TASK SET:
1. Pull out every line of the entries that contains the word "white".
2. Write what comes next in the excerpt on cash pay for non-employee directors, picking up after its last sentence.

++++ SELECTED EXCERPT ++++

2.         Cash Compensation.

 

(a)         Annual Retainers. Each Non-Employee Director shall receive an annual cash retainer of $40,000 for service on the Board.

 

(b)         Additional Annual Retainers. In addition, each Non-Employee Director shall receive the following additional annual cash retainers, as applicable:

 

(i)         Chairperson of the Board. A Non-Employee Director serving as Chairperson of the Board shall receive an additional annual retainer of $30,000 for such service.

 

(ii)         Audit Committee. A Non-Employee Director serving as Chairperson of the Audit Committee shall receive an additional annual retainer of $15,000 for such service. A Non-Employee Director serving as a member of the Audit Committee (other than the Chairperson) shall receive an additional annual retainer of $7,500 for such service.

 

(iii)         Compensation Committee. A Non-Employee Director serving as Chairperson of the Compensation Committee shall receive an additional annual retainer of $10,000 for such service. A Non-Employee Director serving as a member of the Compensation Committee (other than the Chairperson) shall receive an additional annual retainer of $5,000 for such service.

 

(iv)         Science and Technology Committee. A Non-Employee Director serving as Chairperson of the Science and Technology Committee shall receive an additional annual retainer of $10,000 for such service. A Non-Employee Director serving as a member of the Science and Technology Committee (other than the Chairperson) shall receive an additional annual retainer of $5,000 for such service.

 

(v)         Nominating and Corporate Governance Committee. A Non-Employee Director serving as Chairperson of the Nominating and Corporate Governance Committee shall receive an additional annual retainer of $10,000 for such service. A Non-Employee Director serving as a member of the Nominating and Corporate Governance Committee (other than the Chairperson) shall receive an additional annual retainer of $5,000 for such service.

++++ PROVIDED MATERIAL ++++

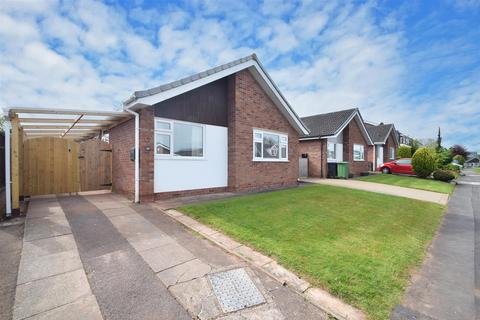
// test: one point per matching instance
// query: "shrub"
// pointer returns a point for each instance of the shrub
(443, 175)
(424, 162)
(460, 159)
(444, 157)
(404, 152)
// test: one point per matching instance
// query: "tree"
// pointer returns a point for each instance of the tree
(415, 145)
(404, 152)
(439, 142)
(424, 162)
(459, 150)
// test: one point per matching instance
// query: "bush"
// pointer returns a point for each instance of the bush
(460, 159)
(424, 162)
(444, 157)
(443, 175)
(404, 152)
(451, 167)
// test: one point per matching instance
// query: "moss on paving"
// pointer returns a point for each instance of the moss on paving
(410, 182)
(360, 246)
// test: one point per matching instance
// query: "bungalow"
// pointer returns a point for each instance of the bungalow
(336, 137)
(226, 129)
(386, 142)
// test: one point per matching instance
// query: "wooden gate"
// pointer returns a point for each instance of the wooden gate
(50, 166)
(95, 165)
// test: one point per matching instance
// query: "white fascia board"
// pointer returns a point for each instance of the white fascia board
(280, 99)
(164, 95)
(272, 92)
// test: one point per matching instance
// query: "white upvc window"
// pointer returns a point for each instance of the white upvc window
(269, 146)
(358, 152)
(332, 151)
(179, 139)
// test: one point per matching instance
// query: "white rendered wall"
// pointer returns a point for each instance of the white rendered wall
(176, 174)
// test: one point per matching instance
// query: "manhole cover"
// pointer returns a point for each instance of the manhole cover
(235, 290)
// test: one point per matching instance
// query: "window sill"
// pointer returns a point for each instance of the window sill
(268, 160)
(157, 157)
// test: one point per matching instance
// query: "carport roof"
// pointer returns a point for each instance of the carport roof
(65, 123)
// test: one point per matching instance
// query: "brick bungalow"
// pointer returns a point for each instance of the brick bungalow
(385, 138)
(336, 137)
(226, 129)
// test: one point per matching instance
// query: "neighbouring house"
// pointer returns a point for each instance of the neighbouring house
(226, 129)
(336, 137)
(385, 138)
(472, 162)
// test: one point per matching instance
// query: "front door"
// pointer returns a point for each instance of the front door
(379, 155)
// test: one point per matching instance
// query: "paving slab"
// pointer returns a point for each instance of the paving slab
(166, 256)
(42, 295)
(43, 247)
(132, 225)
(198, 298)
(435, 197)
(46, 227)
(45, 266)
(149, 241)
(187, 271)
(81, 309)
(124, 285)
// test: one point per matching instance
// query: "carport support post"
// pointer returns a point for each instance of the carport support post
(15, 171)
(8, 186)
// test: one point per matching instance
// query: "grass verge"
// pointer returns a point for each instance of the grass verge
(360, 246)
(410, 182)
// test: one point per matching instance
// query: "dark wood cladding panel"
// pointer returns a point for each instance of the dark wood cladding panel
(206, 104)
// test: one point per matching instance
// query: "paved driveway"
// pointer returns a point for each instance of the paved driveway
(99, 256)
(423, 195)
(445, 288)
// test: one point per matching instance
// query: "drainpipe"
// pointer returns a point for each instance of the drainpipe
(8, 181)
(137, 153)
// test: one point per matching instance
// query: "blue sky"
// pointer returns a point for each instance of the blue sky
(413, 63)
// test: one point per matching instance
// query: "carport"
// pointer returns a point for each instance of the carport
(50, 151)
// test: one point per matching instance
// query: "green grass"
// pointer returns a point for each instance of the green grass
(410, 182)
(360, 246)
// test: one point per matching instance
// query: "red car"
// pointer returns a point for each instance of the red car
(403, 166)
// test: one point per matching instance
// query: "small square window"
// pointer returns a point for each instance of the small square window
(163, 125)
(162, 143)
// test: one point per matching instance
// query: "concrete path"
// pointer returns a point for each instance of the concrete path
(423, 195)
(11, 235)
(51, 282)
(101, 257)
(446, 286)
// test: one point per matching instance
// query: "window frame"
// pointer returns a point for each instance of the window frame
(363, 152)
(280, 145)
(171, 133)
(334, 151)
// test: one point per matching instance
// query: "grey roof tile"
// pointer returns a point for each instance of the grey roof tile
(327, 124)
(379, 133)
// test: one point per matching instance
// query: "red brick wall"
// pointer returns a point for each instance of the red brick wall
(386, 151)
(250, 107)
(147, 158)
(317, 156)
(352, 135)
(122, 139)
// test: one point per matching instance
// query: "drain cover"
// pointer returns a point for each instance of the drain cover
(235, 290)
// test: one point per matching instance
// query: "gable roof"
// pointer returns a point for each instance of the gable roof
(140, 99)
(380, 133)
(328, 124)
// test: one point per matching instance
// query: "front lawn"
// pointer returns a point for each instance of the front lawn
(360, 246)
(410, 182)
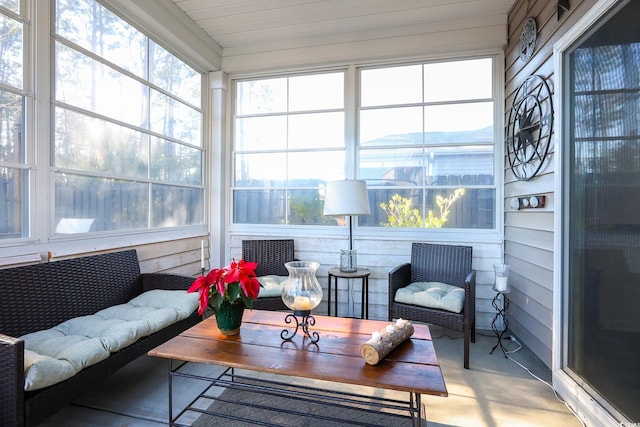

++++

ANSWERS TO THE TASKS:
1.
// query: "white fascia board"
// pointer returns a point for each instance of the white fascia board
// query: "white upvc window"
// pointer returns a point for each instance of the white upvc window
// query: "white rendered wall"
// pointer returns a point for each instance of the white rendered wall

2.
(c)         Payment of Retainers. The annual retainers described in Sections 2(a) and 2(b) shall be earned on a quarterly basis based on a calendar quarter and shall be paid by the Company in arrears not later than the fifteenth day following the end of each calendar quarter. In the event a Non-Employee Director does not serve as a Non-Employee Director, or in the applicable positions described in Section 2(b), for an entire calendar quarter, the retainer paid to such Non-Employee Director shall be prorated for the portion of such calendar quarter during which he or she actually served as a Non-Employee Director, or in such position, as applicable.

 

 

 

3.         Equity Compensation. Non-Employee Directors shall be granted the equity awards described below. The equity awards described below shall be granted under and shall be subject to the terms and provisions of the Equity Plan and shall be granted subject to the execution and delivery of award agreements in substantially the forms previously approved by the Board. All applicable terms of the Equity Plan apply to this Program as if fully set forth herein, and all grants of equity awards hereby are subject in all respects to the terms of the Equity Plan and the applicable award agreement.

 

(a)         Initial Awards. Each Non-Employee Director who is initially elected or appointed to the Board after the Effective Date shall automatically be granted on the day of such first election or appointment, without further action of the Board: (i) a stock option to purchase 88,448 shares of the Company’s common stock, and (ii) a restricted stock unit award covering 14,750 shares of the Company’s common stock. The awards described in this Section 3(a) shall be referred to as “Initial Awards”. No Non-Employee Director shall be granted more than one Initial Award.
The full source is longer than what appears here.